__What is needed__.
The required answer is a copy of each line in the entries below that includes "trunk".
[[ Source material, beginning ]]
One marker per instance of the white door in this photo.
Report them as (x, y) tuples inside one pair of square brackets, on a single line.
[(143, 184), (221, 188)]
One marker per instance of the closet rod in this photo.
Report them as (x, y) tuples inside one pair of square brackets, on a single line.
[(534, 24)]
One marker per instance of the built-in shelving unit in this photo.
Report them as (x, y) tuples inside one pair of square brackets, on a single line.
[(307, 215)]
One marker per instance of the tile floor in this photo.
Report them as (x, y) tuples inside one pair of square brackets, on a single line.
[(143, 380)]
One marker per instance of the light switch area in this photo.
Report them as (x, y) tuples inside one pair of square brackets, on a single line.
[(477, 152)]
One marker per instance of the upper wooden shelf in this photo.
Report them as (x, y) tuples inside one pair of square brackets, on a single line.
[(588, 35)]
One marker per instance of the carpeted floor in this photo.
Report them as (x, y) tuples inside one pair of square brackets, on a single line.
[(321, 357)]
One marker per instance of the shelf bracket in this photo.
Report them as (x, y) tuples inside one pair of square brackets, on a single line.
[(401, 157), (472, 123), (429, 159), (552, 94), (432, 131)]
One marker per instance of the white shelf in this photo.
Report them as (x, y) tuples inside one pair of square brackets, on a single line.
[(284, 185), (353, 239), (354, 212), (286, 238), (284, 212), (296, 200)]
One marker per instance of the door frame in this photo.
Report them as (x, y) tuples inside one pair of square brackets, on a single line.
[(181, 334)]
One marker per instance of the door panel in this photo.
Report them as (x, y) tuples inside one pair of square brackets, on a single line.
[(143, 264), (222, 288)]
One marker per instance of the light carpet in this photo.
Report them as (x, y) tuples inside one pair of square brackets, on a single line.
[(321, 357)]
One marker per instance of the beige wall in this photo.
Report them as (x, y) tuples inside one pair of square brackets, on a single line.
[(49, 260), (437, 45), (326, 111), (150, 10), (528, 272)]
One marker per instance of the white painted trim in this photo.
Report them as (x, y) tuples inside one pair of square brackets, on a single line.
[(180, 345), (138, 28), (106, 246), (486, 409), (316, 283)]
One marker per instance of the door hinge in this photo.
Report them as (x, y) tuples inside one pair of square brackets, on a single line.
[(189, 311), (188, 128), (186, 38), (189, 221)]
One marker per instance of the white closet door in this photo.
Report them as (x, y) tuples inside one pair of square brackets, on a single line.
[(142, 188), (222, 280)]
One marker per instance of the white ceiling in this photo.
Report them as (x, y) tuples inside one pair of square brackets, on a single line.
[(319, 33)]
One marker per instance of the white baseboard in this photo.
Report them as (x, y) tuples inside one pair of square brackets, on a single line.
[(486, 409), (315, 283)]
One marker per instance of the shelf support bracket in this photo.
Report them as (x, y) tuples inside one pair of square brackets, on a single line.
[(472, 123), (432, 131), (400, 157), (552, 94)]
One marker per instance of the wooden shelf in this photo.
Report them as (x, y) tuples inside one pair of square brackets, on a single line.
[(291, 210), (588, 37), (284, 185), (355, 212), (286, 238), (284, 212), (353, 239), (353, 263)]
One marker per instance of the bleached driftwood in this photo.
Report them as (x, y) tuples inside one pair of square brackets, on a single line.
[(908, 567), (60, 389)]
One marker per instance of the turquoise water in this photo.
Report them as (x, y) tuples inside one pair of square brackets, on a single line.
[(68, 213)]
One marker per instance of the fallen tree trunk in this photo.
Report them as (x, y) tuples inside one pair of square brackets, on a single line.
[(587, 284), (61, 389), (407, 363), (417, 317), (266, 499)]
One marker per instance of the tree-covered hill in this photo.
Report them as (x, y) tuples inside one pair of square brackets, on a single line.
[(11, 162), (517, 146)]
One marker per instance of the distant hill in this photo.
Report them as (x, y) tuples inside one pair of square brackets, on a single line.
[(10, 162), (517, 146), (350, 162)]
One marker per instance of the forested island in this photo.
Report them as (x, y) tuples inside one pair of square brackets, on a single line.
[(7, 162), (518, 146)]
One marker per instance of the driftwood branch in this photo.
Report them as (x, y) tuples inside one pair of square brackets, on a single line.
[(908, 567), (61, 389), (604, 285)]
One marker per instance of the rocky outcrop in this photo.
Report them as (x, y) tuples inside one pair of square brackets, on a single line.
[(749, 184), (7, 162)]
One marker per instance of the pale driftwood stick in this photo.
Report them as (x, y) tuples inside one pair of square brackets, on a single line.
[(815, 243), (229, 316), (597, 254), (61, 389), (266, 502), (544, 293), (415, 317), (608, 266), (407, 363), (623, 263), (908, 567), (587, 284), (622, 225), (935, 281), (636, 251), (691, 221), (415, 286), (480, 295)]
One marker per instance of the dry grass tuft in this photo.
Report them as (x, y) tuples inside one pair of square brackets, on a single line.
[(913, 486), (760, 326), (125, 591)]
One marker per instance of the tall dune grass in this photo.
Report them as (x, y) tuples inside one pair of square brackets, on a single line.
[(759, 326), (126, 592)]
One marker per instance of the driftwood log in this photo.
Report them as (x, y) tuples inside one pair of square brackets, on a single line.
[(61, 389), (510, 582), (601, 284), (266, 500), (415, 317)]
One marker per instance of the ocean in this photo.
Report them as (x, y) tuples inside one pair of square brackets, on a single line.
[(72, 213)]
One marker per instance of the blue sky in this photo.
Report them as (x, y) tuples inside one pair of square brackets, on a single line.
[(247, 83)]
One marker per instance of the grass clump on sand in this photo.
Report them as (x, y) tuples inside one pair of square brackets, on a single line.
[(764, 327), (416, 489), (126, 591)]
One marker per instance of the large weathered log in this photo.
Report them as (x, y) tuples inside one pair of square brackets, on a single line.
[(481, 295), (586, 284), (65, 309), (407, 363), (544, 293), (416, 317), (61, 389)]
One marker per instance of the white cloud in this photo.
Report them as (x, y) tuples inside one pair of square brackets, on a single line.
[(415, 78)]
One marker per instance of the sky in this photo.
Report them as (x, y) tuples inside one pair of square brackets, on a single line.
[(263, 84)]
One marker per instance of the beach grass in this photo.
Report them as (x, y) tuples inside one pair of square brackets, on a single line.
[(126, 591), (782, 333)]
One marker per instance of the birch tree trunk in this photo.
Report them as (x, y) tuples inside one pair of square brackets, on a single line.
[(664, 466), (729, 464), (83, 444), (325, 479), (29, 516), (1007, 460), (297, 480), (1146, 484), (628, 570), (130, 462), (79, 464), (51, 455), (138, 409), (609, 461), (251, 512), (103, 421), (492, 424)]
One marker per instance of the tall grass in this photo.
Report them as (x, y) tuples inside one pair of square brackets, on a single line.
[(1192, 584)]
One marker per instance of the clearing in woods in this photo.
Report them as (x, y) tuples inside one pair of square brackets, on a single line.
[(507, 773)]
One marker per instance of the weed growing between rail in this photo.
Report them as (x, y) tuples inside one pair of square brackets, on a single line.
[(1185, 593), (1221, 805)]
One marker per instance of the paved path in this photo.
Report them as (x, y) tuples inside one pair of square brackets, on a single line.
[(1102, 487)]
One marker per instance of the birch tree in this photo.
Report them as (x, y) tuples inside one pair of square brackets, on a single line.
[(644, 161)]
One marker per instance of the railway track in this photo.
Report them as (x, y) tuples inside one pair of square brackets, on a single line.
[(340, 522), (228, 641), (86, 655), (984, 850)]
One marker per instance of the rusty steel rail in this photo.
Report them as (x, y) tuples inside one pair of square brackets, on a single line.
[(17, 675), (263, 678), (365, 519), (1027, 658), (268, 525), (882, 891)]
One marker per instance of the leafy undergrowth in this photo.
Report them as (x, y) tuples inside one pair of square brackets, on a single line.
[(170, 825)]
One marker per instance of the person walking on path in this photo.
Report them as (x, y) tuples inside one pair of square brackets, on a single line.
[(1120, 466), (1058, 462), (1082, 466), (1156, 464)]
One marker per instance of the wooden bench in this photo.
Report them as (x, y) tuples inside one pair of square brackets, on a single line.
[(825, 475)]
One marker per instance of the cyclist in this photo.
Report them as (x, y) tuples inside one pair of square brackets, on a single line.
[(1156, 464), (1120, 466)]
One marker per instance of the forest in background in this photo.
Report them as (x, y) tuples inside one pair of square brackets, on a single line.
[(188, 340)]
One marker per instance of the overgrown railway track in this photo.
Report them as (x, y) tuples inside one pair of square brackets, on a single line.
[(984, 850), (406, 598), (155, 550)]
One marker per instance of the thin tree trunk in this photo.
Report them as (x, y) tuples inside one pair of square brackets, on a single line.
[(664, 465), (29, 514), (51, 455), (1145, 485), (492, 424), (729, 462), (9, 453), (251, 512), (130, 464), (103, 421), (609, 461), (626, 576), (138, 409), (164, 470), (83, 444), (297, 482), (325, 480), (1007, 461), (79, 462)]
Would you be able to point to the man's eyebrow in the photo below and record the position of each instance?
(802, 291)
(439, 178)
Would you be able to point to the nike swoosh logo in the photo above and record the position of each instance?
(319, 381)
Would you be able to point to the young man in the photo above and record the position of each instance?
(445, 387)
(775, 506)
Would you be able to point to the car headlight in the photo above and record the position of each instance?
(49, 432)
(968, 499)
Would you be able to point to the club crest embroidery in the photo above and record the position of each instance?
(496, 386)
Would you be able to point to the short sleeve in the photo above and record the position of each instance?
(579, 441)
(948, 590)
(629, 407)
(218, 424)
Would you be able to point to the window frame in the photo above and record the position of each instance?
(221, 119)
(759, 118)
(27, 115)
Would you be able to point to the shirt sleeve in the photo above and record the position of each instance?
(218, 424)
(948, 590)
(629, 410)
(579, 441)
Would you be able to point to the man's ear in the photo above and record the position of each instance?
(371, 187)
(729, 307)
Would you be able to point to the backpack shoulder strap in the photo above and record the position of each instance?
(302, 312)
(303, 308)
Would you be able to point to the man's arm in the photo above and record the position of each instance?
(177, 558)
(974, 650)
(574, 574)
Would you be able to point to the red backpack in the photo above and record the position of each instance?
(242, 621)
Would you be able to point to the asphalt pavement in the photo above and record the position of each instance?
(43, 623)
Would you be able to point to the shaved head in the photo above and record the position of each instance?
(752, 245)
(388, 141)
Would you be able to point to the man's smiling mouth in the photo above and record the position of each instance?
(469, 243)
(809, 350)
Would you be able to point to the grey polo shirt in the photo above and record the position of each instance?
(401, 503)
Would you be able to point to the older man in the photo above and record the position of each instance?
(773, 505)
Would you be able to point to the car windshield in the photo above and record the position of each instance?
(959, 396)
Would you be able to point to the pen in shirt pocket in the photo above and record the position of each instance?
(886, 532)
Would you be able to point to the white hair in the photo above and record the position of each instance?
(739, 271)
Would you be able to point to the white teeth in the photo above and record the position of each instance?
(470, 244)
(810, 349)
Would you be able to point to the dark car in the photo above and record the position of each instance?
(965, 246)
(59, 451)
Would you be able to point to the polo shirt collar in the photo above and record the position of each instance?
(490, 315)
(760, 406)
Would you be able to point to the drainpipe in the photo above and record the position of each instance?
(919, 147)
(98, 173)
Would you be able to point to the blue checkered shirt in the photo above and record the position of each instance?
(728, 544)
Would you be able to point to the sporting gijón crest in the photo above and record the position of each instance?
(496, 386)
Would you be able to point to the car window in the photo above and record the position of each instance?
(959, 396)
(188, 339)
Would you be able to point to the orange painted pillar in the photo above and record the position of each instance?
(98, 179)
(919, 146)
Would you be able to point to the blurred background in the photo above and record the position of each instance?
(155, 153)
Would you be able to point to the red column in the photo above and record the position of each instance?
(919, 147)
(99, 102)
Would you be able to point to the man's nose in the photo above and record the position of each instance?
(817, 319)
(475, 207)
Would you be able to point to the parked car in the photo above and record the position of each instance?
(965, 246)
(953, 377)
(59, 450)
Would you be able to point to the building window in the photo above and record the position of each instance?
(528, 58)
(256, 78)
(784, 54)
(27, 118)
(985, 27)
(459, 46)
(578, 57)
[[ Source material, end ]]
__Reply__.
One marker per instance of the fallen tree trunk in this photo.
One marker per instance of the birch tree trunk in this photo.
One marker per instance of the thin tree trunk in this photo.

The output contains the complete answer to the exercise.